Extract the lines below word for word, from the line that contains "For the czech" through the last line, including both ends.

-- begin Input rows --

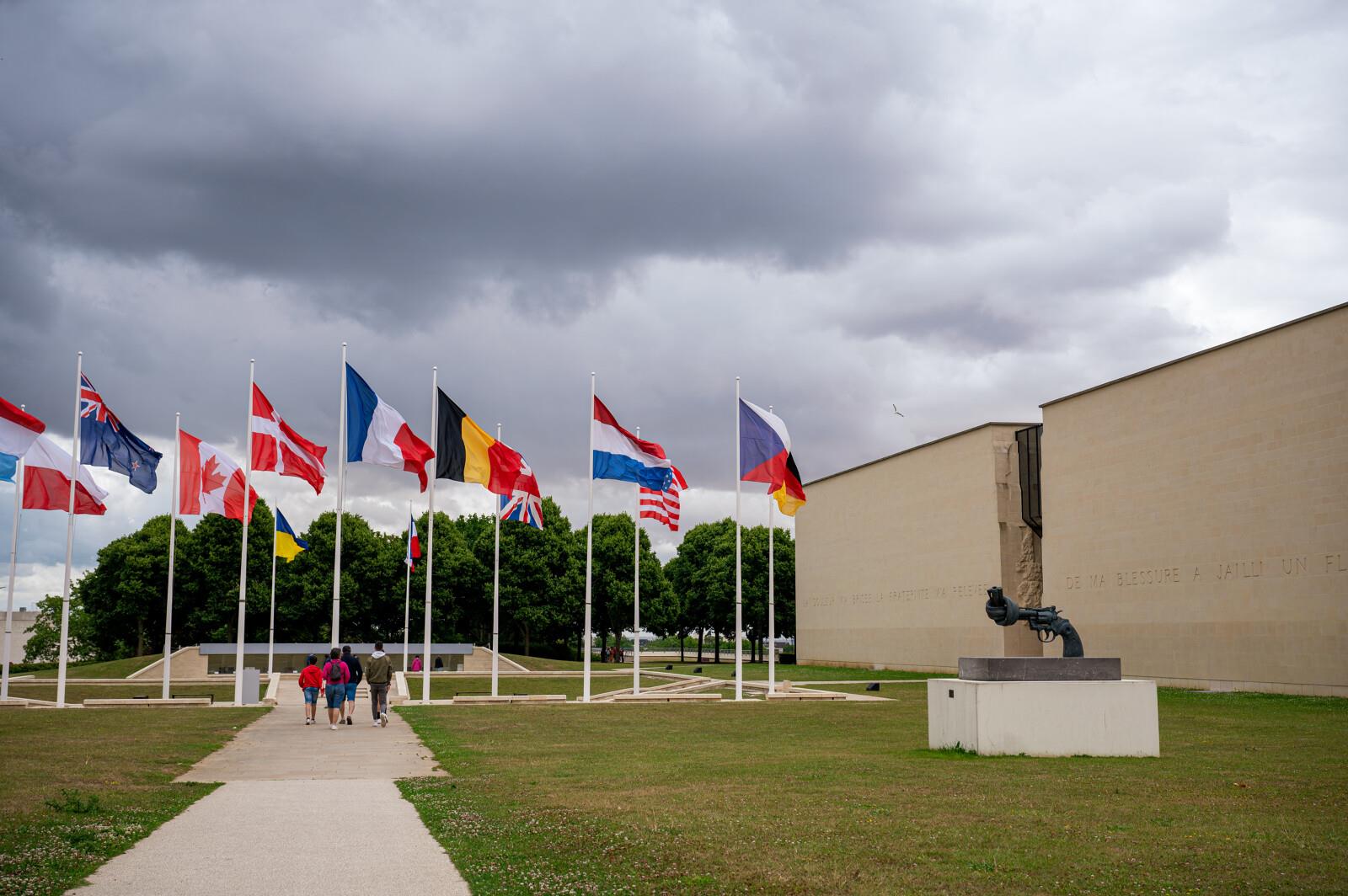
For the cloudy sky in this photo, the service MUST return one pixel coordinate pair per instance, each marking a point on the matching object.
(963, 209)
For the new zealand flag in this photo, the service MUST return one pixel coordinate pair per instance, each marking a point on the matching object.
(105, 442)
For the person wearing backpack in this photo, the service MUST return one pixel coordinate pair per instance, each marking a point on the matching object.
(336, 674)
(379, 677)
(312, 684)
(352, 684)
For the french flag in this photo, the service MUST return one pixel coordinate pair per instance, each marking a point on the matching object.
(18, 431)
(622, 456)
(379, 435)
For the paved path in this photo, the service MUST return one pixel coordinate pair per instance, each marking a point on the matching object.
(263, 830)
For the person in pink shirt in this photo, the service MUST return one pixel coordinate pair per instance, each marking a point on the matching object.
(334, 677)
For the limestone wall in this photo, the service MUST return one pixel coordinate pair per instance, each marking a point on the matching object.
(1196, 515)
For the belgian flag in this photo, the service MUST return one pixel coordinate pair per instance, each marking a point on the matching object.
(465, 453)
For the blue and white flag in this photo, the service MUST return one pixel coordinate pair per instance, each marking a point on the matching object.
(104, 441)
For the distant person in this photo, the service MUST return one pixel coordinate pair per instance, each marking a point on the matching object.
(312, 684)
(352, 684)
(336, 674)
(379, 675)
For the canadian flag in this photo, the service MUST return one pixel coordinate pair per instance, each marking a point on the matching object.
(211, 482)
(280, 449)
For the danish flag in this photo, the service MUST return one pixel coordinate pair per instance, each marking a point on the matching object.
(280, 449)
(662, 507)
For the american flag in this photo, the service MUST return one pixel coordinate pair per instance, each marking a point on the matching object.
(664, 505)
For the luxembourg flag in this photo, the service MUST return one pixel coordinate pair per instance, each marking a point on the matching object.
(379, 435)
(18, 431)
(46, 482)
(622, 456)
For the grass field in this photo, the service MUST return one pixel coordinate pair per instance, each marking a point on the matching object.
(112, 669)
(78, 693)
(1249, 797)
(570, 686)
(80, 787)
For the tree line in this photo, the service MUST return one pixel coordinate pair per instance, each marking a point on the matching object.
(118, 608)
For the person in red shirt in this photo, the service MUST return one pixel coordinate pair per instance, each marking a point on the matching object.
(312, 684)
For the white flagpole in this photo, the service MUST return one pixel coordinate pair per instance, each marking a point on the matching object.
(637, 592)
(271, 623)
(13, 561)
(772, 611)
(341, 496)
(71, 543)
(243, 552)
(496, 584)
(408, 599)
(590, 543)
(739, 595)
(173, 541)
(431, 523)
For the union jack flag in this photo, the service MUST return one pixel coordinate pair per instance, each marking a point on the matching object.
(662, 507)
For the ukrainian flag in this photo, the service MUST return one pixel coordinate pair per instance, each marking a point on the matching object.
(287, 545)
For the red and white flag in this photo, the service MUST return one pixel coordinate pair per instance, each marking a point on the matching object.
(211, 482)
(664, 505)
(46, 482)
(280, 449)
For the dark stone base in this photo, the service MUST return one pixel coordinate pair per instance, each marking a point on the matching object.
(1041, 669)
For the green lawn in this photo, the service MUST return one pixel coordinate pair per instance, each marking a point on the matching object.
(448, 687)
(1249, 797)
(78, 693)
(126, 760)
(112, 669)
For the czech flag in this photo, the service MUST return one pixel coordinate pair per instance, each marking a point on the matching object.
(287, 546)
(46, 482)
(766, 457)
(18, 431)
(622, 456)
(379, 435)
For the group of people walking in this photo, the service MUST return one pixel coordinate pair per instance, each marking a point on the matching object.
(337, 680)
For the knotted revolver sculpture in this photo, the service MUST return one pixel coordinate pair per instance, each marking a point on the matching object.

-- end Input rows --

# Reply to the task:
For the czech flag in this photo, the service MUST return one pixel coordinate pair per instance, each marking a point on the matching object.
(287, 546)
(46, 482)
(766, 457)
(18, 431)
(622, 456)
(379, 435)
For the group of people walking in this photo, the service MUST return one pixel coordinate pair per instance, each marking a point on the matching object.
(337, 680)
For the knotted revolver sculpture in this photo, the service MUST return one pixel coordinate pair per instance, each marking a point on the matching object.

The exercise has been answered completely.